━━ Dataset content ━━

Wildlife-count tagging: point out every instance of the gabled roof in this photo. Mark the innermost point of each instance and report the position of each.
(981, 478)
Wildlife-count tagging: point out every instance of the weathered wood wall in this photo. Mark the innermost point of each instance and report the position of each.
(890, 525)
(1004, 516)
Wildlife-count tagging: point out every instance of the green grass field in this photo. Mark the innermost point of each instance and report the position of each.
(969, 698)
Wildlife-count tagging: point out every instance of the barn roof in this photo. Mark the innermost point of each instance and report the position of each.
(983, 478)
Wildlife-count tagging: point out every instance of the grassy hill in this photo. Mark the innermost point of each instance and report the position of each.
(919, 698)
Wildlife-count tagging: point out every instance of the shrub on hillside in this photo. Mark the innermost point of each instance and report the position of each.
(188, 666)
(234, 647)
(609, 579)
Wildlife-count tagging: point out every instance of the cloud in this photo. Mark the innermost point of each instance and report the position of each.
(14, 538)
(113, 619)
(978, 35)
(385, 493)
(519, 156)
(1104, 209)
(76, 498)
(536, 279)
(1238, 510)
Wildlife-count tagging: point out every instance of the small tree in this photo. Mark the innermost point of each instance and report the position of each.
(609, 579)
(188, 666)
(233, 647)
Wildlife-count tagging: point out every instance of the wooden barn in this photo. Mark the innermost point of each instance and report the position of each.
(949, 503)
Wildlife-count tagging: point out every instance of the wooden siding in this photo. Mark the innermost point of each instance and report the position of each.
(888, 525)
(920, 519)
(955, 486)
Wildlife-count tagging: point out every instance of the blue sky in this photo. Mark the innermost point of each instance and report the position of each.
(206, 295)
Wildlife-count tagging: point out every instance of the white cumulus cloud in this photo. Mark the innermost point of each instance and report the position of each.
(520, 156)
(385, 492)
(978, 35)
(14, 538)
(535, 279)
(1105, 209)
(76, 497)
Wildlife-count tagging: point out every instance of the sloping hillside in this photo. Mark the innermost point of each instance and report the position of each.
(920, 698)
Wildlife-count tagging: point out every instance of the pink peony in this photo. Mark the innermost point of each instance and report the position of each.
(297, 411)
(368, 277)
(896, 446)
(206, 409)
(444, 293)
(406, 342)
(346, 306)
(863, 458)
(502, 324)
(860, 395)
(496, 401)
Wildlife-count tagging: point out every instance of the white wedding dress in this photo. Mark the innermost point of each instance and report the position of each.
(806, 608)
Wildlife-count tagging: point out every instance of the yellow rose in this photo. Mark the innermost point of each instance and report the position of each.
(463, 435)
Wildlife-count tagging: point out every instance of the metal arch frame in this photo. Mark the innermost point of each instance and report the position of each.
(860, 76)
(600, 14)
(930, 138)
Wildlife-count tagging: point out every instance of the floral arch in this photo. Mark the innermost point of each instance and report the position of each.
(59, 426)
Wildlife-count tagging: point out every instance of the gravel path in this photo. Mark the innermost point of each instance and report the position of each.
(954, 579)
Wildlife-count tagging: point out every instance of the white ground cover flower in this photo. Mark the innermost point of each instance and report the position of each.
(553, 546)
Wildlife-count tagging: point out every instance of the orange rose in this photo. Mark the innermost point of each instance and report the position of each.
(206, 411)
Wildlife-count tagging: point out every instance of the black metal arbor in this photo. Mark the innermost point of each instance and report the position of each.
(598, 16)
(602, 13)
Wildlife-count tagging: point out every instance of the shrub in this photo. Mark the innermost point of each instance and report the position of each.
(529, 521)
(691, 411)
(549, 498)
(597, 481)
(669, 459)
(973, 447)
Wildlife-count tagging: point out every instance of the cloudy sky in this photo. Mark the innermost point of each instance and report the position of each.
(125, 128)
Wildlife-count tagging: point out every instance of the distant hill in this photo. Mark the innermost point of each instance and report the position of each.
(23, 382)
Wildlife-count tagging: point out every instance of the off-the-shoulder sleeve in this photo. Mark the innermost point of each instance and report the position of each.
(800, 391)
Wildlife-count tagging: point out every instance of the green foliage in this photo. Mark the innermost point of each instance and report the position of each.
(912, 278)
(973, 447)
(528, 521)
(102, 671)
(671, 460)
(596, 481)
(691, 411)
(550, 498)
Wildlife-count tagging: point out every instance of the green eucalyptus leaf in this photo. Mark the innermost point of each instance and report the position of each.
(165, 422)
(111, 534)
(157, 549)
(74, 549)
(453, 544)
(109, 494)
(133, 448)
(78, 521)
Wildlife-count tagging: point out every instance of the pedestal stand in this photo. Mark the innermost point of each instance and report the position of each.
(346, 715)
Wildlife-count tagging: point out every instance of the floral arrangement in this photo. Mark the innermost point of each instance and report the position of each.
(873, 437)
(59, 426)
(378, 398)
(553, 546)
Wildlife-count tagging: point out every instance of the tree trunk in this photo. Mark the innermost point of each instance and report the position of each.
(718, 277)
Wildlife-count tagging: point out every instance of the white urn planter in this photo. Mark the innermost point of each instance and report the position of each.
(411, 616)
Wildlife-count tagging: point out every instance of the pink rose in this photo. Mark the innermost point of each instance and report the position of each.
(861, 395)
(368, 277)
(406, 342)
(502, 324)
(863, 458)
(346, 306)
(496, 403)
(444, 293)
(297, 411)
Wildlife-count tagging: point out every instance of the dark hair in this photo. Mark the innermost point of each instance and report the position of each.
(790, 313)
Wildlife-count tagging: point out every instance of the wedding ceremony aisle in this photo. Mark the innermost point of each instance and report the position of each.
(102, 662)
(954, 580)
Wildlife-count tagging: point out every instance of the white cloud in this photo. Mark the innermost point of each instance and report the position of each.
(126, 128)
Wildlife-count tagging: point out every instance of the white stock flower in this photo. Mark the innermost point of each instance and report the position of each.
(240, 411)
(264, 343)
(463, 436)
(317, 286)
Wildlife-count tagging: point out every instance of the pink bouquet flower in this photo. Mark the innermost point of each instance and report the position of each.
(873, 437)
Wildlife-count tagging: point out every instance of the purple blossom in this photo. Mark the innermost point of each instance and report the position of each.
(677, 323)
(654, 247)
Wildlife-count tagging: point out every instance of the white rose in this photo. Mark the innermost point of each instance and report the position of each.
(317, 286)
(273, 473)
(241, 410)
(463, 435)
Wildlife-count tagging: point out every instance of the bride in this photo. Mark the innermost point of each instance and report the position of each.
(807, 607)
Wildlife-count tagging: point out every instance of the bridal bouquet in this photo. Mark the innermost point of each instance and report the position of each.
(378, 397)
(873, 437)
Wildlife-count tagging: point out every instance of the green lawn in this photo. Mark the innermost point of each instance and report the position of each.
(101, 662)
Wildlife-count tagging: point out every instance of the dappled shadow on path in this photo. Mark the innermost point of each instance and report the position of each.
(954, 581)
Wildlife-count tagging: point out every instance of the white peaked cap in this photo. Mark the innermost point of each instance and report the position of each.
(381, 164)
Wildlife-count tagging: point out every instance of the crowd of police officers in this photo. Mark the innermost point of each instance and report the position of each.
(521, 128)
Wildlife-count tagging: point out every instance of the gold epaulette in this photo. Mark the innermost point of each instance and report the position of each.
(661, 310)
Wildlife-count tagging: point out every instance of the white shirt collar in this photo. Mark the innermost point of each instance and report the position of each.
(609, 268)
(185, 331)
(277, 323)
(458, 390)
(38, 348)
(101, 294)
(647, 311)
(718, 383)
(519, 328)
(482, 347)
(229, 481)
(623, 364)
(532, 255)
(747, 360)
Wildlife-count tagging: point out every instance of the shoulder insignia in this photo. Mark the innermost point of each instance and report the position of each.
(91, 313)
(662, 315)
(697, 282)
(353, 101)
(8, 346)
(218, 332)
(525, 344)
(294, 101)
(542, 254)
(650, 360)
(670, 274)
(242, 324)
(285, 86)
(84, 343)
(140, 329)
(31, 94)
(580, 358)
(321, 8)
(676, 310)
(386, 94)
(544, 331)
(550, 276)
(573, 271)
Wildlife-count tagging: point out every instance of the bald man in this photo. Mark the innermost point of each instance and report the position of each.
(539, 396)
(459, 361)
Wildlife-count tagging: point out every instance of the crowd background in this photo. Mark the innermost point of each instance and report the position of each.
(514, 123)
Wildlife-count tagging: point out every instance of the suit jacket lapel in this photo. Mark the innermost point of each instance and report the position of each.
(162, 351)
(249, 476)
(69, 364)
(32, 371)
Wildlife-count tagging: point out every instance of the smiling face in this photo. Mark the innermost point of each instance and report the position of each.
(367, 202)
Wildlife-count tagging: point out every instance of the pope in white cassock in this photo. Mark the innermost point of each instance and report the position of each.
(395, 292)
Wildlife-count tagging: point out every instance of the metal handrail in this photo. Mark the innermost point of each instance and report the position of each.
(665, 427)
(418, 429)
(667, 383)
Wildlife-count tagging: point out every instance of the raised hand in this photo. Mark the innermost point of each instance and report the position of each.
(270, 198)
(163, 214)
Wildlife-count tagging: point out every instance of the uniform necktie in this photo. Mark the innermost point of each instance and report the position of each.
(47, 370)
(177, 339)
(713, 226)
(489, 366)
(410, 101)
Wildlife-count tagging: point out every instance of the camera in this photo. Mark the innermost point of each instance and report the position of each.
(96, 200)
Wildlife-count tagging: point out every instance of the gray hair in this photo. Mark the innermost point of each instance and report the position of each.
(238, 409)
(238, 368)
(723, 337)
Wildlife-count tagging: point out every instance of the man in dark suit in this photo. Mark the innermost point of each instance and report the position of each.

━━━

Take the line that contains "Wildlife-count tagging: point out every instance of the uniform" and every line after it through the end of the listing above, and repeat them exactly.

▶ _Correct output_
Wildlife-count tagging: point out every instance of the uniform necktie in this photo. Mark the innermost point of each instance and report the position of each.
(47, 370)
(177, 339)
(713, 226)
(489, 366)
(410, 101)
Wildlife-count tagging: point out every instance of the camera in this photo. Mark the innermost point of each instance and report the position of each.
(96, 200)
Wildlife-count tagging: point out every instance of the gray hair in this photo. Mark the innermost point of each instance and report the position of each.
(238, 409)
(238, 368)
(723, 337)
Wildlife-count tagging: point out every instance of the man in dark suit in this photo. Mark the innermost point of each instance and report the position of each.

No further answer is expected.